(Dataset rows)
◇ ◇ ◇ ◇
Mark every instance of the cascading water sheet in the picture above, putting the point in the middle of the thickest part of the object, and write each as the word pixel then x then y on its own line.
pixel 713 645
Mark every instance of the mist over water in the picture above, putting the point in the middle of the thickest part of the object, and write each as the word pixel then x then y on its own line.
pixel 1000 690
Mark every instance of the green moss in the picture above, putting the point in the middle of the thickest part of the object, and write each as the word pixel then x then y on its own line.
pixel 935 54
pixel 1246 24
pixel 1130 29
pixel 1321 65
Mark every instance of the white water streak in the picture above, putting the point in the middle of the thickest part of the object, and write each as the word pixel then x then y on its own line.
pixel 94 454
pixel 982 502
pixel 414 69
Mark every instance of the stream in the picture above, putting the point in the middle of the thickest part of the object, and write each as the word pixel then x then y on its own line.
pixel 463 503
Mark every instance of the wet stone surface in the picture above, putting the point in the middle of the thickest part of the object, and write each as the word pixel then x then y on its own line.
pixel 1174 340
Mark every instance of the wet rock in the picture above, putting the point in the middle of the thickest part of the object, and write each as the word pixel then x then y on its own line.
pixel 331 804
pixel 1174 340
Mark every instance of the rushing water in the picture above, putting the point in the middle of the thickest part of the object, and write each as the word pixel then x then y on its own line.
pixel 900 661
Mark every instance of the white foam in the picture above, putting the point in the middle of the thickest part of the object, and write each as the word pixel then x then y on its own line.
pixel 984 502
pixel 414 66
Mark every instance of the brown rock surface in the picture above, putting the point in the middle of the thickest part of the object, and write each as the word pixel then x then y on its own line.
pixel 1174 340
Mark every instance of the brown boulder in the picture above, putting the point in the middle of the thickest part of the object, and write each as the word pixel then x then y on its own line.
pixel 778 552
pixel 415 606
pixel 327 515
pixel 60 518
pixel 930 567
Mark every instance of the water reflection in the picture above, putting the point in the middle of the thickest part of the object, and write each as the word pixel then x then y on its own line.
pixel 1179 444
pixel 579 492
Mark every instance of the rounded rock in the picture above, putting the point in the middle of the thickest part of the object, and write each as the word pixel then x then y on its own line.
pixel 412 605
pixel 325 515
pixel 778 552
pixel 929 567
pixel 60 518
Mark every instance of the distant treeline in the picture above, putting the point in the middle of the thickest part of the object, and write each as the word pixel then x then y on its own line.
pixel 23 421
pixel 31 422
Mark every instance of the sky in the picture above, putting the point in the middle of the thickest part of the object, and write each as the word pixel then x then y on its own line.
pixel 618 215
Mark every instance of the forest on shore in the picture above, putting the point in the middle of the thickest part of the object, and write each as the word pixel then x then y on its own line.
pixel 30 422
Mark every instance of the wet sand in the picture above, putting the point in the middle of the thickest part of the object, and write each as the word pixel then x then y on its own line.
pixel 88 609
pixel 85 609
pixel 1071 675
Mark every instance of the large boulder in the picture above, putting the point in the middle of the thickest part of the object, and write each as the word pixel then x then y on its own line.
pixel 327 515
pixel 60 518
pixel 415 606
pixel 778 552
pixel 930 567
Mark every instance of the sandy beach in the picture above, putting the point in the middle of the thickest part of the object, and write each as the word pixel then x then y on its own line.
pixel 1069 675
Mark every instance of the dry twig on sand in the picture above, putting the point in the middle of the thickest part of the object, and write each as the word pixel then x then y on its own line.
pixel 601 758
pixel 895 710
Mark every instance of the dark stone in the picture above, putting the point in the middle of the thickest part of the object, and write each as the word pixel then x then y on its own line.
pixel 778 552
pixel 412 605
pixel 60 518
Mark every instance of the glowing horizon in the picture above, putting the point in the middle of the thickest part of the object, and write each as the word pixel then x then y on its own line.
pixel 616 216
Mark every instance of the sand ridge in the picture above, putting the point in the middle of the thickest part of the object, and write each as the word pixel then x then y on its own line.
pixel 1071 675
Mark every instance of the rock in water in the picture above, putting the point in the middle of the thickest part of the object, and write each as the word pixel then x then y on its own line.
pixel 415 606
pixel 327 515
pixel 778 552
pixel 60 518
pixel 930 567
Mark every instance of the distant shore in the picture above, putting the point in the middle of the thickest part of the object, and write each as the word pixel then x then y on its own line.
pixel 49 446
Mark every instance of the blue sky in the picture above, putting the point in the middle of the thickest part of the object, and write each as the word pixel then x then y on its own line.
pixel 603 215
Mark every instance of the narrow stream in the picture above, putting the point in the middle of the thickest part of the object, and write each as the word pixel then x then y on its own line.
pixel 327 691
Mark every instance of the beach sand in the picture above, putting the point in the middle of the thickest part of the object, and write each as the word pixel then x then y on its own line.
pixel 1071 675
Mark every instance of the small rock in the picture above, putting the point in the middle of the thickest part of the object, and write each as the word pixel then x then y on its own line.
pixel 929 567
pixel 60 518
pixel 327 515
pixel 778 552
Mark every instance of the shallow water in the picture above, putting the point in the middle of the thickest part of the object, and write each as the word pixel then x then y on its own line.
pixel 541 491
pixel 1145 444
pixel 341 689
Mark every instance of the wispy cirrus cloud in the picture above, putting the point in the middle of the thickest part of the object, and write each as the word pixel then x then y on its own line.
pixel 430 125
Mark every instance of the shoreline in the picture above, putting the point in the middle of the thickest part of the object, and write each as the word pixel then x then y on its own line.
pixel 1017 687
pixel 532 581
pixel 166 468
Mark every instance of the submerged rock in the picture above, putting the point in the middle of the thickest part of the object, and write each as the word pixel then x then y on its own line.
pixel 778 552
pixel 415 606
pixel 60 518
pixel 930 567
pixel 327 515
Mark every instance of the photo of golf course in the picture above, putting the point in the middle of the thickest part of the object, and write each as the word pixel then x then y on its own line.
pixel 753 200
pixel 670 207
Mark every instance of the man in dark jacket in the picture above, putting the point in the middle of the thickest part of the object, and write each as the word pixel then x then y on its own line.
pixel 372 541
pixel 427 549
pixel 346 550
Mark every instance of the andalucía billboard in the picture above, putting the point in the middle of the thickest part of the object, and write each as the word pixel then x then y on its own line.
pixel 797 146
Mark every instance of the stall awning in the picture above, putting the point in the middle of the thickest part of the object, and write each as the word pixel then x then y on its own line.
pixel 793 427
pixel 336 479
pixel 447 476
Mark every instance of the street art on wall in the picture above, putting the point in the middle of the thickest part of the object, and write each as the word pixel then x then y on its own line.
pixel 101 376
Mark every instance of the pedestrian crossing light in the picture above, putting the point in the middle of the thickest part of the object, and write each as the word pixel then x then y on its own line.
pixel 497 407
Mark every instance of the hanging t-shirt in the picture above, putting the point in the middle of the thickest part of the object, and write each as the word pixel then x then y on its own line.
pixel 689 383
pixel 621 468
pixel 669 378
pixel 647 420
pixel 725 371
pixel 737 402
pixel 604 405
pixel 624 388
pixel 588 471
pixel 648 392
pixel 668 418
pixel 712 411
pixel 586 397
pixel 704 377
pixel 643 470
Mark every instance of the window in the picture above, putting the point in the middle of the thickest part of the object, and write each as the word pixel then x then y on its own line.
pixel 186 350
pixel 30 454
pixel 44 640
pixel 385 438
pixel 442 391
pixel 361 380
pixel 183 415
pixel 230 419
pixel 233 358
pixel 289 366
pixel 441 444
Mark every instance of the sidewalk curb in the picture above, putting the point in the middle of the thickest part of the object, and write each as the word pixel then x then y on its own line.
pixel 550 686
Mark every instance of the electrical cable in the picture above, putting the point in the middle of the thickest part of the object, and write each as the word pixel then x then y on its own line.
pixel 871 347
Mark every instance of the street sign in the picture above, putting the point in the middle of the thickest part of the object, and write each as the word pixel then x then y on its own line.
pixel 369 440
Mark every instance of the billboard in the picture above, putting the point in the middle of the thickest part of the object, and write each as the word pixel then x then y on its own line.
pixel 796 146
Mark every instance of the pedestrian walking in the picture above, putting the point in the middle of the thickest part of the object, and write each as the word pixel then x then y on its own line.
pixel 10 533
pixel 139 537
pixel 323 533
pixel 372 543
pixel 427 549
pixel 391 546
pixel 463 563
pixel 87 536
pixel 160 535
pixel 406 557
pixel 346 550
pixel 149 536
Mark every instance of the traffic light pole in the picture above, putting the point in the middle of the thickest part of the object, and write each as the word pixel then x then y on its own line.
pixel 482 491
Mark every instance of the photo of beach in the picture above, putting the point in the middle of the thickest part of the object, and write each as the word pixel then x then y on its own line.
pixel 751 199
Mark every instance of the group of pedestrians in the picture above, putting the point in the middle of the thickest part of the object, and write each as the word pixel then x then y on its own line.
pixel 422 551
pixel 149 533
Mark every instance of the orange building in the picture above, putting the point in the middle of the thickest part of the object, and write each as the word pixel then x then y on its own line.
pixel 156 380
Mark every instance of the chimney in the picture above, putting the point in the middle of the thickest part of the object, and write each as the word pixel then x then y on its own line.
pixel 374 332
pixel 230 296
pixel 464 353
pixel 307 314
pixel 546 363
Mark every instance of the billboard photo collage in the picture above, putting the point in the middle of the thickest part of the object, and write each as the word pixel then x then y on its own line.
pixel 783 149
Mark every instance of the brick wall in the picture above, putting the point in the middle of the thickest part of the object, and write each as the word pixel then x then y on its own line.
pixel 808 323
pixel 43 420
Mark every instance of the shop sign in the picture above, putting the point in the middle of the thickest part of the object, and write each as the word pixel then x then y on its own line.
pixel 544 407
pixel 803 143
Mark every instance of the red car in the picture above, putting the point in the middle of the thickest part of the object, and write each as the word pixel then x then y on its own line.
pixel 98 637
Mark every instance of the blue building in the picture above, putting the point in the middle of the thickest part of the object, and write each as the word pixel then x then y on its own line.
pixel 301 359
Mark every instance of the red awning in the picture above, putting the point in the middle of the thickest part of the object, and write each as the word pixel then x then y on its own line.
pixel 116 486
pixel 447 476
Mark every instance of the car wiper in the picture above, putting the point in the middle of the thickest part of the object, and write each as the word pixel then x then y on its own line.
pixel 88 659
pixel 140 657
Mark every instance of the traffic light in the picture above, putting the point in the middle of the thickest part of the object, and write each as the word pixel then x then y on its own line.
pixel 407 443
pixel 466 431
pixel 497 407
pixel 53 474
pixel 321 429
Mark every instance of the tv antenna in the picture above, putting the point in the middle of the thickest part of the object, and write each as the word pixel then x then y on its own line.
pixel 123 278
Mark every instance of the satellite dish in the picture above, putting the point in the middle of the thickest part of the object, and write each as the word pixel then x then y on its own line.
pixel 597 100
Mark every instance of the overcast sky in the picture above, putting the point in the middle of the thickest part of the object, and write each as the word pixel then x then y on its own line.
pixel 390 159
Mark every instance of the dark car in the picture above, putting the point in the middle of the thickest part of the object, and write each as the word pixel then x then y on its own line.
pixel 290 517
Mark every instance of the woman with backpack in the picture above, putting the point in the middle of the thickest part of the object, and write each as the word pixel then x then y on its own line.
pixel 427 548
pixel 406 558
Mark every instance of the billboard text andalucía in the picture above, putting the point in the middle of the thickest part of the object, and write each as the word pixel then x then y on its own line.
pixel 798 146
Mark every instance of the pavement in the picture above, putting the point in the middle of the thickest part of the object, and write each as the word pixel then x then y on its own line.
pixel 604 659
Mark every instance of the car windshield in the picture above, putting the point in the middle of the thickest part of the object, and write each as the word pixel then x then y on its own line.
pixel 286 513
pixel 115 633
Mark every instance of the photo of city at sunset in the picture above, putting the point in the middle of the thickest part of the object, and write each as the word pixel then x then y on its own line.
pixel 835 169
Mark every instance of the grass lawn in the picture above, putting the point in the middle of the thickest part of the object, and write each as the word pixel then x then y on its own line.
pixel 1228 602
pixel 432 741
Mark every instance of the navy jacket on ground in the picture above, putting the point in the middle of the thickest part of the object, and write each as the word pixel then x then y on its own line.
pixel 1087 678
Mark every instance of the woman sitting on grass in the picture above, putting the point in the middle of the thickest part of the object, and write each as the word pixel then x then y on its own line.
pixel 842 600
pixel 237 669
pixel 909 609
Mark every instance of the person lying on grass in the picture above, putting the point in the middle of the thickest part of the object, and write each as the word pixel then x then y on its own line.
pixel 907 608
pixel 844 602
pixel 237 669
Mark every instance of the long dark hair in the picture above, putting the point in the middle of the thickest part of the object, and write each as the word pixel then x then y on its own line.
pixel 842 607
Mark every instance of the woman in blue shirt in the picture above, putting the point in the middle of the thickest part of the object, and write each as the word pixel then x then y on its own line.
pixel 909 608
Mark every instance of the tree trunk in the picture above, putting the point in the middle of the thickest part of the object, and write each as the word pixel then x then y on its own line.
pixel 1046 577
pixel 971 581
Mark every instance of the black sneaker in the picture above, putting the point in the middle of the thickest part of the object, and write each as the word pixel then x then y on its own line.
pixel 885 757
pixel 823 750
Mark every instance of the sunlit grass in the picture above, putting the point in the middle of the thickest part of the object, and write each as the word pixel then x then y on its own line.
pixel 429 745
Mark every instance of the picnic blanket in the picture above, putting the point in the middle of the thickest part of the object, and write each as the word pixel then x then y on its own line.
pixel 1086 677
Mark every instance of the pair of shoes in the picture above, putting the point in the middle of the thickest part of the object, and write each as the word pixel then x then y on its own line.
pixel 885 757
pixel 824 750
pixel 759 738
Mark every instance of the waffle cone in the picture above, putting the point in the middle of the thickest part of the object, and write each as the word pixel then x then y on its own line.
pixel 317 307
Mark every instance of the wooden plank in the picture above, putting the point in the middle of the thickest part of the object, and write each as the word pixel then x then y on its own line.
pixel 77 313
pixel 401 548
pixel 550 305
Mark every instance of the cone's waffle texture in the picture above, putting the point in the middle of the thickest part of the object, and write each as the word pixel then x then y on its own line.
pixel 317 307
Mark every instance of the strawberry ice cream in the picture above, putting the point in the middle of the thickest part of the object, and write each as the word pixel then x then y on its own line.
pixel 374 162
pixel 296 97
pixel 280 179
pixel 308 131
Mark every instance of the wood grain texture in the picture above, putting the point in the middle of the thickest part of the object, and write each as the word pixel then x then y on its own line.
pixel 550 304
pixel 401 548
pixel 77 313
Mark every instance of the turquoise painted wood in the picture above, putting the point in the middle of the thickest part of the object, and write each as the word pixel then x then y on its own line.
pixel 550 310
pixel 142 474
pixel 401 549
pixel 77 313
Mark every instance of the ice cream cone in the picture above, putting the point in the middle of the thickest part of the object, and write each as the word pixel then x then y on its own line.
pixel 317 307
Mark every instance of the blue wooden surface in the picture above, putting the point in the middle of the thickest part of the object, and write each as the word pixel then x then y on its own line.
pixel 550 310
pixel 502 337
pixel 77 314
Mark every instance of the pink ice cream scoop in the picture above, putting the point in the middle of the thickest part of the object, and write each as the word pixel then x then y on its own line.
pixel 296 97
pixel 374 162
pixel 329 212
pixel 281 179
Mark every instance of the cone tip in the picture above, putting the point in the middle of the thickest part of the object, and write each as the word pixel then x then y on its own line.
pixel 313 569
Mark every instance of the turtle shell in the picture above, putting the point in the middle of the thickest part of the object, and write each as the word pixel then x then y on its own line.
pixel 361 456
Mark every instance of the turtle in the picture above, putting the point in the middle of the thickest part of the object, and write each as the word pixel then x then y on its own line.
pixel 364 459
◇ ◇ ◇ ◇
_Directive_
Change "thickest" to "widest" in the lines between the one holding "Mark every instance of the cone's" and the one holding "pixel 361 456", inclusive, and write out only those lines with everything else the same.

_Solution to the exercise_
Mark every instance of the cone's waffle texture in the picture above, putting the point in the middle of the widest part of the object, and write each as the word pixel then x then y on its own line.
pixel 317 307
Mark every instance of the strawberry ice cream in the picture above, putting the point in the middle of the widest part of the object, and write each as the word pixel then x then y on its own line.
pixel 374 162
pixel 296 97
pixel 280 179
pixel 308 131
Mark every instance of the wood grain texture in the picture above, putting the point in the middle of the widest part of the object, and write each as the word pixel then x then y on its own line.
pixel 550 304
pixel 401 548
pixel 77 313
Mark every instance of the turquoise painted wood in the picture above, putting the point in the middle of the widest part of the object, and write each as the word pixel then x then y on its own line.
pixel 550 310
pixel 142 474
pixel 401 549
pixel 77 313
Mark every instance of the ice cream cone in the picture above, putting the point in the middle of the widest part of the object, and write each as the word pixel then x then y on its own line.
pixel 317 307
Mark every instance of the blue wooden surface in the picture above, putting the point in the middle of the widest part of the object, and write each as the word pixel then x then y on its own line.
pixel 550 310
pixel 502 337
pixel 77 314
Mark every instance of the pink ice cream scoop in the picture above, putting the point in the middle of the widest part of the object, and write each as the word pixel then x then y on its own line.
pixel 296 97
pixel 374 162
pixel 329 212
pixel 281 179
Mark every instance of the cone tip in the picture above, putting the point in the middle of the widest part of the object, and write each as the word pixel then x then y on its own line.
pixel 313 569
Mark every instance of the turtle shell in the picture above, putting the point in the middle of the widest part of the object, and write each as the word pixel then x then y on its own line.
pixel 361 456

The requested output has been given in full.